Extrait du texte:
_ _ _ _ _ _ _
NEW YORK – Pourquoi tant de jeunes gens sont-ils attirés par les positions politiques de l’extrême droite ? Selon les sondages, 36 % des Français âgés de 18 à 24 ans soutiennent le Rassemblement national de Marine le Pen, et ils seraient 31 % aux Pays-Bas à approuver le parti pour la Liberté, nationaliste et anti-migrants, de Geert Wilders. Un autre sondage récent estime que 26 % des Américains entre 18 et 29 ans préfèrent l’ancien président Donald Trump au président sortant Joe Biden.

Si ces chiffres ne traduisent pas les vues de la majorité des jeunes gens, ils n’en sont pas moins surprenants et quelque peu choquants. Car pendant les quarante années, au moins, qui ont suivi la fin de la Seconde Guerre mondiale, être jeune, c’était être à gauche, vouloir changer le monde pour le rendre meilleur, lutter pour une société ouverte, diverse et égalitaire où le fascisme ne reparaîtrait jamais. L’extrême droite, en revanche était affaire de vieillards mal ou trop rasés qui sentaient encore l’odeur de moisi des chemises brunes ou noires qu’ils avaient pu porter auparavant.

Les choses ont commencé à changer dans les années 1990. Les anciens extrémistes, pour beaucoup, étaient morts. Et les partis de centre gauche abandonnaient l’idéalisme de leur jeunesse. L’Union soviétique avait perdu la guerre froide et dans cette défaite s’était effacé un peu de l’enthousiasme pour la construction collective d’un monde meilleur.
_ _ _ _ _ _ _
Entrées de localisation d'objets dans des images
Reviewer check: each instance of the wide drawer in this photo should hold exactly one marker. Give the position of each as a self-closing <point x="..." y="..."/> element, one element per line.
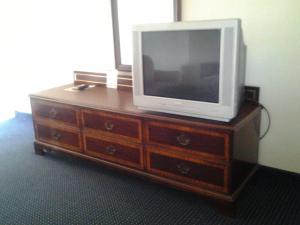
<point x="113" y="125"/>
<point x="188" y="170"/>
<point x="55" y="111"/>
<point x="62" y="137"/>
<point x="191" y="140"/>
<point x="129" y="154"/>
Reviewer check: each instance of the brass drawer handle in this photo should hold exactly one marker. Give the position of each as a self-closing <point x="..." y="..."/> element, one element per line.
<point x="53" y="113"/>
<point x="183" y="169"/>
<point x="111" y="150"/>
<point x="56" y="136"/>
<point x="183" y="140"/>
<point x="109" y="125"/>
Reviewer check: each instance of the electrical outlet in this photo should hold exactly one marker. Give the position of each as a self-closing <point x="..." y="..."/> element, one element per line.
<point x="252" y="94"/>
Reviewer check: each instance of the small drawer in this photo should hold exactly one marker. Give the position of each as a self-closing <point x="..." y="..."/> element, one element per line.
<point x="55" y="111"/>
<point x="188" y="139"/>
<point x="129" y="154"/>
<point x="187" y="170"/>
<point x="113" y="125"/>
<point x="61" y="137"/>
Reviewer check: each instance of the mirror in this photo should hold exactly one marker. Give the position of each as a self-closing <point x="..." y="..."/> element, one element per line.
<point x="127" y="13"/>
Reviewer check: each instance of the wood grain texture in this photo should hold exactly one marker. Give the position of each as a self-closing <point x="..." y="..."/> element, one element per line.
<point x="125" y="153"/>
<point x="186" y="170"/>
<point x="112" y="124"/>
<point x="121" y="101"/>
<point x="192" y="140"/>
<point x="54" y="111"/>
<point x="57" y="136"/>
<point x="211" y="158"/>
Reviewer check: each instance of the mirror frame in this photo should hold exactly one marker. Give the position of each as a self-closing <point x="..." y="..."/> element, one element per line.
<point x="116" y="34"/>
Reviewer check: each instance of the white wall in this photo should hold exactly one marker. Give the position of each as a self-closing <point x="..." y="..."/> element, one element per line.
<point x="42" y="42"/>
<point x="272" y="34"/>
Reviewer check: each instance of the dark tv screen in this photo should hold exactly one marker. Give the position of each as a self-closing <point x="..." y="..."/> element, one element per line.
<point x="182" y="64"/>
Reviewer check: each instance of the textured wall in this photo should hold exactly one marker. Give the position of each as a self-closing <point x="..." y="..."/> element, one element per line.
<point x="272" y="35"/>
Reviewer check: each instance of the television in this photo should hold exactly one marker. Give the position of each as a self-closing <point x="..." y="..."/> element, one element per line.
<point x="189" y="68"/>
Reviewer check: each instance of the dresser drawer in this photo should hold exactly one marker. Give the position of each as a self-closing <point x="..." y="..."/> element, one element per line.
<point x="187" y="170"/>
<point x="129" y="154"/>
<point x="55" y="111"/>
<point x="113" y="125"/>
<point x="188" y="139"/>
<point x="62" y="137"/>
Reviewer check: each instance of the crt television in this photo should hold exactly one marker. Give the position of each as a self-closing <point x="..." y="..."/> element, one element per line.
<point x="189" y="68"/>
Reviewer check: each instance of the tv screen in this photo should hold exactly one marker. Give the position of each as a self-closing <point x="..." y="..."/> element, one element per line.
<point x="182" y="64"/>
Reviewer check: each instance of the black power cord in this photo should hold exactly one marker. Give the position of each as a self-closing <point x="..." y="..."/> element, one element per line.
<point x="269" y="121"/>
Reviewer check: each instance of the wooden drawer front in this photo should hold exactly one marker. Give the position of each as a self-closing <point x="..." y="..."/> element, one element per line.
<point x="187" y="170"/>
<point x="205" y="143"/>
<point x="55" y="111"/>
<point x="113" y="125"/>
<point x="59" y="136"/>
<point x="129" y="154"/>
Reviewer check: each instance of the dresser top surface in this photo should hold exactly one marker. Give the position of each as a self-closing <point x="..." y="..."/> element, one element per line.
<point x="121" y="101"/>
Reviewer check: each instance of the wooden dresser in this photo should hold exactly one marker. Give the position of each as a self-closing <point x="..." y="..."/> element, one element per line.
<point x="210" y="158"/>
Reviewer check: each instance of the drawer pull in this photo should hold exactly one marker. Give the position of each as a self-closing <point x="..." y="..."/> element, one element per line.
<point x="111" y="150"/>
<point x="183" y="140"/>
<point x="109" y="125"/>
<point x="52" y="113"/>
<point x="183" y="169"/>
<point x="56" y="136"/>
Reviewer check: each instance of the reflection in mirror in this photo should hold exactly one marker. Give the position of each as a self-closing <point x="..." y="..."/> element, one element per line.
<point x="128" y="13"/>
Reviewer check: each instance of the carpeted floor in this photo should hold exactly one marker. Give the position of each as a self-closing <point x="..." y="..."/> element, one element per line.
<point x="61" y="190"/>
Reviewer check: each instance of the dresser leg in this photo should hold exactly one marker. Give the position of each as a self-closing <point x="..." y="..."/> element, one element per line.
<point x="38" y="149"/>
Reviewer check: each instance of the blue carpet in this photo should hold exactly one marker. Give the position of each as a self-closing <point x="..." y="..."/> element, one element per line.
<point x="61" y="189"/>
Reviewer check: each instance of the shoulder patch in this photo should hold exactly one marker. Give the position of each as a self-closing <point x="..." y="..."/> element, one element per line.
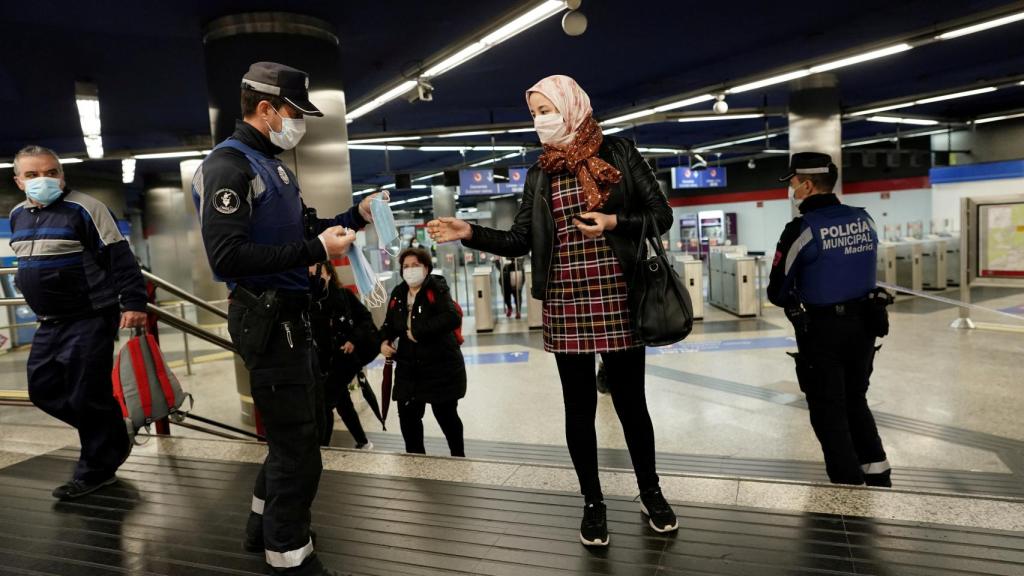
<point x="226" y="201"/>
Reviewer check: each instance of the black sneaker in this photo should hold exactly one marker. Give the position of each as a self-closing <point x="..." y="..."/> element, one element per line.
<point x="594" y="528"/>
<point x="882" y="480"/>
<point x="78" y="488"/>
<point x="658" y="512"/>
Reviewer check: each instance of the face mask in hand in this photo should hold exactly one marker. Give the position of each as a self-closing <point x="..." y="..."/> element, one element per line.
<point x="43" y="190"/>
<point x="292" y="130"/>
<point x="387" y="232"/>
<point x="414" y="276"/>
<point x="550" y="127"/>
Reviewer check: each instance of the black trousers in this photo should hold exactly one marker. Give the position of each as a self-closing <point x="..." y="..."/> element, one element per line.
<point x="70" y="378"/>
<point x="411" y="418"/>
<point x="837" y="357"/>
<point x="288" y="395"/>
<point x="625" y="374"/>
<point x="338" y="397"/>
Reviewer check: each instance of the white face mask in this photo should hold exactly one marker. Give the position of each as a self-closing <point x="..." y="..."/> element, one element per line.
<point x="414" y="276"/>
<point x="550" y="127"/>
<point x="292" y="130"/>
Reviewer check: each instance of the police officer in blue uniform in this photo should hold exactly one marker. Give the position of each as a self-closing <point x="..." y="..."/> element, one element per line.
<point x="823" y="275"/>
<point x="260" y="239"/>
<point x="80" y="277"/>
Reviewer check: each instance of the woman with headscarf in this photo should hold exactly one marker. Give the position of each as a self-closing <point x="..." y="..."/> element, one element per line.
<point x="581" y="218"/>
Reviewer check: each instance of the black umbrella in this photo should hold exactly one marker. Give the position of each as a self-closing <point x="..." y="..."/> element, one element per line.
<point x="370" y="397"/>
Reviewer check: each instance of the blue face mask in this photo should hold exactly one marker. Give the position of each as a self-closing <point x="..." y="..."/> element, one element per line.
<point x="387" y="232"/>
<point x="43" y="190"/>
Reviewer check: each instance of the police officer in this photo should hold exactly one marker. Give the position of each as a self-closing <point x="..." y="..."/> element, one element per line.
<point x="823" y="275"/>
<point x="78" y="274"/>
<point x="260" y="240"/>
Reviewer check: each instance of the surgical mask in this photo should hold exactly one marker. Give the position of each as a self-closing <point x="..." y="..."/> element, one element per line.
<point x="367" y="282"/>
<point x="550" y="127"/>
<point x="414" y="276"/>
<point x="292" y="130"/>
<point x="387" y="232"/>
<point x="43" y="190"/>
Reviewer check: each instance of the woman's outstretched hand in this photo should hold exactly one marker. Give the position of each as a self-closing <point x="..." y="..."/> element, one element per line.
<point x="448" y="229"/>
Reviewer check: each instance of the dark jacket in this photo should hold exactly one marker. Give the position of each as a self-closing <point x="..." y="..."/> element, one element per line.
<point x="73" y="260"/>
<point x="534" y="230"/>
<point x="339" y="317"/>
<point x="432" y="368"/>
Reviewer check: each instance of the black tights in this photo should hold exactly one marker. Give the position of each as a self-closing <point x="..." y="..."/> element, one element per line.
<point x="625" y="376"/>
<point x="411" y="417"/>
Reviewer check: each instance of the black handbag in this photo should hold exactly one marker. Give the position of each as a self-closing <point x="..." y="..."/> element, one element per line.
<point x="659" y="303"/>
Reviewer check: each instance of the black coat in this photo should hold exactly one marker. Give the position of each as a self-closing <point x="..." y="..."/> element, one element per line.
<point x="634" y="197"/>
<point x="432" y="368"/>
<point x="338" y="318"/>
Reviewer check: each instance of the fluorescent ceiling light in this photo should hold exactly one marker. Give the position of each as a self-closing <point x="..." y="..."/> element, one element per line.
<point x="895" y="49"/>
<point x="881" y="109"/>
<point x="375" y="147"/>
<point x="156" y="156"/>
<point x="128" y="170"/>
<point x="628" y="117"/>
<point x="956" y="95"/>
<point x="684" y="103"/>
<point x="769" y="81"/>
<point x="381" y="100"/>
<point x="470" y="133"/>
<point x="428" y="176"/>
<point x="719" y="117"/>
<point x="443" y="148"/>
<point x="733" y="142"/>
<point x="980" y="27"/>
<point x="385" y="139"/>
<point x="997" y="118"/>
<point x="899" y="120"/>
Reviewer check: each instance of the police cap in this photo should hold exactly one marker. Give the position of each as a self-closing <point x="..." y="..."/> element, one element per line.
<point x="290" y="84"/>
<point x="809" y="163"/>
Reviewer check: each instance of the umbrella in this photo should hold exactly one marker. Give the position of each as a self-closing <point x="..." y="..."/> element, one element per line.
<point x="386" y="387"/>
<point x="370" y="397"/>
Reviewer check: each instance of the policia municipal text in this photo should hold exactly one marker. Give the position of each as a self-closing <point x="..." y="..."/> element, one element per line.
<point x="260" y="239"/>
<point x="823" y="276"/>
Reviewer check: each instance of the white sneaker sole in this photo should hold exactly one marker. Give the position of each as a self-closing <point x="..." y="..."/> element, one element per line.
<point x="587" y="542"/>
<point x="672" y="528"/>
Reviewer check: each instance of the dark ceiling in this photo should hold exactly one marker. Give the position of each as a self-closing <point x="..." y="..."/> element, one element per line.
<point x="147" y="59"/>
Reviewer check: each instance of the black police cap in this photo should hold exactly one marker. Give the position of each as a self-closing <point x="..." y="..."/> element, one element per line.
<point x="809" y="163"/>
<point x="291" y="84"/>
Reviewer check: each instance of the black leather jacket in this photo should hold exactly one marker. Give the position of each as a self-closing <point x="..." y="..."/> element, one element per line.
<point x="634" y="197"/>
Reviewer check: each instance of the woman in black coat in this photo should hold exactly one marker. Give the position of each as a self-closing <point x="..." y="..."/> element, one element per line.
<point x="346" y="340"/>
<point x="419" y="334"/>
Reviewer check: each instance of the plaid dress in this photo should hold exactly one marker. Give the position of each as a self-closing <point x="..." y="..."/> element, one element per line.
<point x="585" y="304"/>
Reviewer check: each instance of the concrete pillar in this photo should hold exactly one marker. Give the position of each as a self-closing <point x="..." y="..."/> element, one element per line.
<point x="815" y="122"/>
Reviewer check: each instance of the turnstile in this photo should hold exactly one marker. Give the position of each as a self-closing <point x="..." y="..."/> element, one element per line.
<point x="690" y="271"/>
<point x="483" y="299"/>
<point x="733" y="276"/>
<point x="535" y="307"/>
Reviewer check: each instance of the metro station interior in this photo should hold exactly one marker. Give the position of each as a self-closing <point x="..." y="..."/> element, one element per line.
<point x="920" y="104"/>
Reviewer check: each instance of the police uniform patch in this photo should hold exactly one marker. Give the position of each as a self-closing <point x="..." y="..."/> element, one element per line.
<point x="226" y="201"/>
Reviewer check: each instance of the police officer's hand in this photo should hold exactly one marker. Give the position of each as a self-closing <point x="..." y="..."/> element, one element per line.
<point x="131" y="319"/>
<point x="365" y="210"/>
<point x="337" y="240"/>
<point x="449" y="229"/>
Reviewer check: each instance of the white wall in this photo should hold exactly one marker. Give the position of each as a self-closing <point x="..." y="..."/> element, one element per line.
<point x="946" y="197"/>
<point x="901" y="207"/>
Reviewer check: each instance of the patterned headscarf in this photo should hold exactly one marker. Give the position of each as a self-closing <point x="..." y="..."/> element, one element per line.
<point x="576" y="151"/>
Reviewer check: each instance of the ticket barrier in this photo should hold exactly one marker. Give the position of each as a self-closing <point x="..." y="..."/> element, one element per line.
<point x="690" y="271"/>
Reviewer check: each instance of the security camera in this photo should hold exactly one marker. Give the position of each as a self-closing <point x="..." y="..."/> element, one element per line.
<point x="721" y="107"/>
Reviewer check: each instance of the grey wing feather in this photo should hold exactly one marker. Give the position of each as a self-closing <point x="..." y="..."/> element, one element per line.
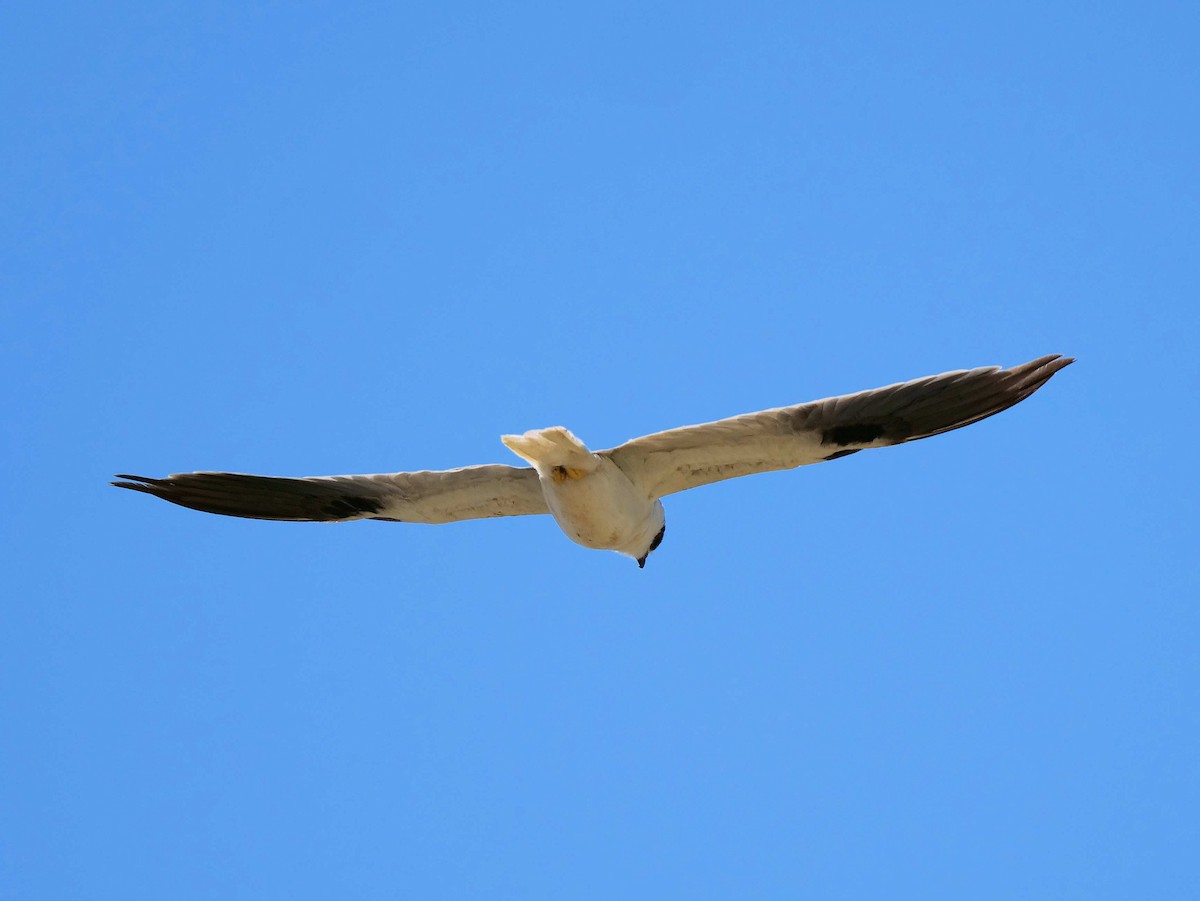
_ _ _ _ _ _ _
Consignes:
(1) Les affirmations suivantes concordent-elles avec l'article sur les jeunes et l'extrême droite ? Répondez par oui ou par non à chacune, en citant les mots décisifs de l'article. (a) 36 % des Français de 18 à 24 ans soutiennent le Rassemblement national. (b) Ces chiffres traduisent les vues de la majorité des jeunes gens. (c) Les choses ont commencé à changer dans les années 1980.
(2) Quelles sont toutes les personnes nommées dans l'article sur les jeunes et l'extrême droite ?
(3) Pouvez-vous écrire la suite de l'article sur les jeunes et l'extrême droite, à partir de sa dernière phrase ?

Réponses attendues:
(1)
(a) Oui : « 36 % des Français âgés de 18 à 24 ans soutiennent le Rassemblement national de Marine le Pen ».
(b) Non : « Si ces chiffres ne traduisent pas les vues de la majorité des jeunes gens ».
(c) Non : « Les choses ont commencé à changer dans les années 1990. »

(2) Marine le Pen, Geert Wilders, Donald Trump, Joe Biden

(3)
Pendant ce temps, les partis de centre-gauche, tout autant que les partis conservateurs, tombaient sous l’emprise du néo-libéralisme. En 1998, Peter Mandelson, porte-parole du Labour britannique au temps du premier ministre Tony Blair affirmait, on s’en souvient, qu’il n’avait rien contre ceux qui étaient « pétés de tunes », pourvu qu’ils paient leurs impôts.

Les propos de Mandelson, qu’il a ensuite regrettés, traduisaient une bascule politique. Les partis de centre-gauche étaient de plus en plus associés aux élites urbaines ayant tiré avantage de l’économie mondialisée où migrants et étrangers fournissaient une main-d’œuvre bon marché et où les élites cosmopolites éduquées pouvaient chercher sous les cieux de leur choix les bénéfices financiers et la stimulation intellectuelle. Ceux qui se sentaient ignorés et méprisés, laissés pour compte par la mondialisation traitèrent bientôt ces élites de « gens de nulle part ».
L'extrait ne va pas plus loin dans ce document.